• USING THE INFORMATION
[A] In the race account, how much of the old railway line route is tarred?
[B] In the race account, why was the runner wary of the nice downhills on the way out? Answer in one to three sentences.
[C] Please translate this sentence from the race account into Spanish: "I was glad the weather was perfect as it could have been tough had it become muddy."

• PAGE EXCERPT
The first obstacle was after about 10km when there was a horse and its owner getting a bit stressed with all the runners going past. We had to slow down to get past them. They weren’t far from a road so hopefully it didn’t take them long to get off the path. At this point we met up with Lorna (I learned there are quite a few Lorna’s in the ultra-marathon world) and another of their friends (Carrie) and we settled into a nice rhythm and had a good chat. I was also aware that the Scottish version of flat is far from the Dutch version. This was quoted as being a flat course but I think they should change it to “flat unless you have done all your training in and around Amsterdam”. It wasn’t really a problem at this stage but I was aware that it was an out and back run and that all the nice downhills I came across were going to be uphill on the way back. The route goes along an old railway line that is now a path and tarred about 70% of the way. I was glad the weather was perfect as it could have been tough had it become muddy.
I had my chief cheer squat with me. Mum had Brian with her in the car and they stopped at many places along the way. The pressure was on Mum to find as many stops as possible to see me as Brian and my in-laws had successfully got her round London marathon to see me in 2011.

• STUDY MATERIAL

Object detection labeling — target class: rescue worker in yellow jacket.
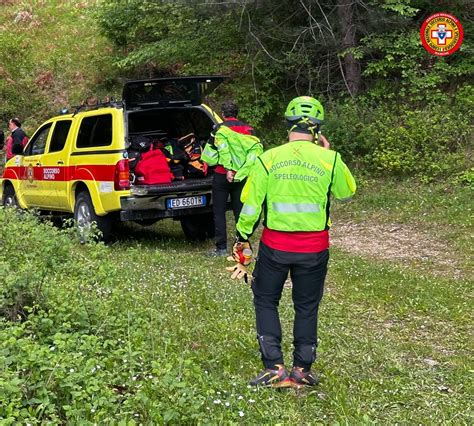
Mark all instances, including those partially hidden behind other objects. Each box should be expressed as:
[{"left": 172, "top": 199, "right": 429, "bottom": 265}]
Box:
[
  {"left": 201, "top": 101, "right": 263, "bottom": 256},
  {"left": 228, "top": 96, "right": 356, "bottom": 387}
]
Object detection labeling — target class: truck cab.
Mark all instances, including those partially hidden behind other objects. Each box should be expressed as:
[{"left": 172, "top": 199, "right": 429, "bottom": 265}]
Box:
[{"left": 0, "top": 76, "right": 224, "bottom": 240}]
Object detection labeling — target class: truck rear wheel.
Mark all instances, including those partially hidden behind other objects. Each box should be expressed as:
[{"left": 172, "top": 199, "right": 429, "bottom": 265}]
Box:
[
  {"left": 181, "top": 213, "right": 215, "bottom": 241},
  {"left": 3, "top": 185, "right": 18, "bottom": 208},
  {"left": 74, "top": 191, "right": 112, "bottom": 243}
]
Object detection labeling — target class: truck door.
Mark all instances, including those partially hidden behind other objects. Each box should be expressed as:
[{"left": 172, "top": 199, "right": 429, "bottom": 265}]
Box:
[
  {"left": 20, "top": 123, "right": 53, "bottom": 208},
  {"left": 41, "top": 119, "right": 72, "bottom": 210}
]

• ACTIVITY ANSWERS
[A] About 70% of it.

[B] The run was an out-and-back course. All the nice downhills on the way out would become uphills on the way back.

[C] Me alegré de que el tiempo fuera perfecto, ya que podría haber sido duro si se hubiera puesto embarrado.